EXERCISE REQUIREMENTS: According to the text on the DBD file format, which encoding handles unchanged sensor values in the compressed data section?

TEXT EXTRACT:
********
DBD (Dinkum Binary Data) files are the native format used by Slocum ocean gliders. The format consists of:

1. **ASCII Header**: Mission metadata and configuration
2. **Sensor List**: Definitions of all sensors with names, units, and data types
3. **Known Bytes**: Endianness detection section
4. **Compressed Data**: Efficiently encoded sensor readings using:
   - Run-length encoding for unchanged values
   - Variable-length records with 2-bit codes per sensor
   - Support for 1, 2, 4, and 8-byte sensor values

## Performance

See [docs/performance.md](docs/performance.md) for benchmarks, memory
analysis, and methodology.

## API Reference

### `open_dbd_dataset(filename, **kwargs)`

Open a single DBD file as an xarray Dataset.

**Parameters:**
- `filename` (str or Path): Path to DBD file
- `skip_first_record` (bool): Skip first data record (default: True)
- `repair` (bool): Attempt to repair corrupted records (default: False)
- `to_keep` (list of str): Sensor names to keep (default: all)
- `criteria` (list of str): Sensor names for selection criteria
- `drop_variables` (list of str): Variables to exclude

**Returns:** `xarray.Dataset`

### `open_multi_dbd_dataset(filenames, **kwargs)`

Open multiple DBD files as a single concatenated xarray Dataset.
********
[Data records]

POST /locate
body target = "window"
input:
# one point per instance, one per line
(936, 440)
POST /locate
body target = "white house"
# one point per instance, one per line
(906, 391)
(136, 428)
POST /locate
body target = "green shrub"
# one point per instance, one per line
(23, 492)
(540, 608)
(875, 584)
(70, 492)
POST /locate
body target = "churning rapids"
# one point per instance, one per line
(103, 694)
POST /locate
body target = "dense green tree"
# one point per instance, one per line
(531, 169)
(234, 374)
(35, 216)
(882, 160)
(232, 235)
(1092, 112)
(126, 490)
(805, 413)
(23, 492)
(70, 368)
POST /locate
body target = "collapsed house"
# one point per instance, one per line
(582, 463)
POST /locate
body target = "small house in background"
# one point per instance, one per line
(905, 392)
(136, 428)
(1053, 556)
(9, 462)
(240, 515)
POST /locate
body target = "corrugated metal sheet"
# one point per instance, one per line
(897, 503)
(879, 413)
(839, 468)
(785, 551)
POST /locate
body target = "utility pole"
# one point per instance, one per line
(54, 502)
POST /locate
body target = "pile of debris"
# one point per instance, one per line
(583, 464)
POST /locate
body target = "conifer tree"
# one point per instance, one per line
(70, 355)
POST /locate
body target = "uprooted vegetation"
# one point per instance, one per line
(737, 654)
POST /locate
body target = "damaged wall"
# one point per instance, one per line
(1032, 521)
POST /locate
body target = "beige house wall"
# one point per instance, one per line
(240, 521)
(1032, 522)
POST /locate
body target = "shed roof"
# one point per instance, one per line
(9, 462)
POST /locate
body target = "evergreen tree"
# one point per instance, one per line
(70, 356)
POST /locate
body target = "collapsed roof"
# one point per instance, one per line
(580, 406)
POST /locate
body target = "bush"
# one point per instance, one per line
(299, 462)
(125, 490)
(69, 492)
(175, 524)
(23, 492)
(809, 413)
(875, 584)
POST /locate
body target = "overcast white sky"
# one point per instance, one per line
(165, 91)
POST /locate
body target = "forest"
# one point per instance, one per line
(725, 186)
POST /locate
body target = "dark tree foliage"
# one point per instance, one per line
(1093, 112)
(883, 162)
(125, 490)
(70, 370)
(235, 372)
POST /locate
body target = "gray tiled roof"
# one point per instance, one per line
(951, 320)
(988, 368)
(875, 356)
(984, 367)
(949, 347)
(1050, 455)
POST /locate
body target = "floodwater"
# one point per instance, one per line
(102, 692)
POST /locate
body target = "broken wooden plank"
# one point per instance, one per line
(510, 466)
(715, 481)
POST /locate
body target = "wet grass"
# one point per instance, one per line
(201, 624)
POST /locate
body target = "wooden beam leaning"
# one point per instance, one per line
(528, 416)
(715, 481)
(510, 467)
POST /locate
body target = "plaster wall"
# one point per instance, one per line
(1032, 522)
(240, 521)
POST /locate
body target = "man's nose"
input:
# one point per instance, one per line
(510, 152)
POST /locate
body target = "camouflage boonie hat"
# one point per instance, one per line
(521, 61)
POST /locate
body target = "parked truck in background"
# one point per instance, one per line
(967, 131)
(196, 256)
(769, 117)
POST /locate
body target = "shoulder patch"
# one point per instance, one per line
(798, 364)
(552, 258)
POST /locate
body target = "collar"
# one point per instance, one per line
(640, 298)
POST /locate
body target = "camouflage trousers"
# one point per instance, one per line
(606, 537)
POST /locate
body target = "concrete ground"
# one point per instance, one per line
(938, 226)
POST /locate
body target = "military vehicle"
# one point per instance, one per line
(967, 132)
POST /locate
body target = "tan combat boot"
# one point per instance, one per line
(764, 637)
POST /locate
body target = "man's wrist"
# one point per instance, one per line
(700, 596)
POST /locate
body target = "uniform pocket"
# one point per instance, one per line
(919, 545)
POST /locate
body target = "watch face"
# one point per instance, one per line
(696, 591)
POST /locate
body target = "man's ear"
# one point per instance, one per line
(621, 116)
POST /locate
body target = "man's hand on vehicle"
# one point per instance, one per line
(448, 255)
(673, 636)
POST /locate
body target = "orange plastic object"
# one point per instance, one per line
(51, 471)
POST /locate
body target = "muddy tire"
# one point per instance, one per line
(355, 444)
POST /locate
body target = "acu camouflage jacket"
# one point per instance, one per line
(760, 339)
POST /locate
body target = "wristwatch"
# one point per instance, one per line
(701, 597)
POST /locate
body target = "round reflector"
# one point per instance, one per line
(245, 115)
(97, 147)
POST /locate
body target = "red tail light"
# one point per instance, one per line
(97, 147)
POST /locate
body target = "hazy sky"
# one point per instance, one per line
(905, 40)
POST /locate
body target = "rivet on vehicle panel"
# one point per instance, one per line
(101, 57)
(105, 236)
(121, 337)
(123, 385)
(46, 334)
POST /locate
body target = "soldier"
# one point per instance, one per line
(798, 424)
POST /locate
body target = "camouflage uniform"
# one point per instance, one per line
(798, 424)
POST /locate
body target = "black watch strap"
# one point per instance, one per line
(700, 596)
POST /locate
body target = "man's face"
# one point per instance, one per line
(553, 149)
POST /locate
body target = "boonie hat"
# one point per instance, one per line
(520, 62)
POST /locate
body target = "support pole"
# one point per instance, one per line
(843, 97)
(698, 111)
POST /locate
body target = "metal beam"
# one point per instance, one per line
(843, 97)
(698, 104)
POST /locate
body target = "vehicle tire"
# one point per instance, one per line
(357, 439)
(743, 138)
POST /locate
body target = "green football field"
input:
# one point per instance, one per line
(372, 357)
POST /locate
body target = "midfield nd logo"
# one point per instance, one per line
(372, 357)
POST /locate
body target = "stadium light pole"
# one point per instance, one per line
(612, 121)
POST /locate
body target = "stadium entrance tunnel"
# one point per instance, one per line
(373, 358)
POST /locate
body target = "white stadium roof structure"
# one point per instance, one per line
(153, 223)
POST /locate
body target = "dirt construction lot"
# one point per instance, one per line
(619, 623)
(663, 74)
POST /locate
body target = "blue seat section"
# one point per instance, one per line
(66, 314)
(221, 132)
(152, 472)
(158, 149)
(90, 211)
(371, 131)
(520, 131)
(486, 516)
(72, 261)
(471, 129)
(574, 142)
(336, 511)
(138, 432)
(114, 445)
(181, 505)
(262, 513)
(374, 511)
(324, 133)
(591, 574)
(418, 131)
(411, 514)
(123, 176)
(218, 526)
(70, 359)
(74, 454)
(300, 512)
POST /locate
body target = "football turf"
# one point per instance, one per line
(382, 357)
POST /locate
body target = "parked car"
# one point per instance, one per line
********
THE REPLY: Run-length encoding.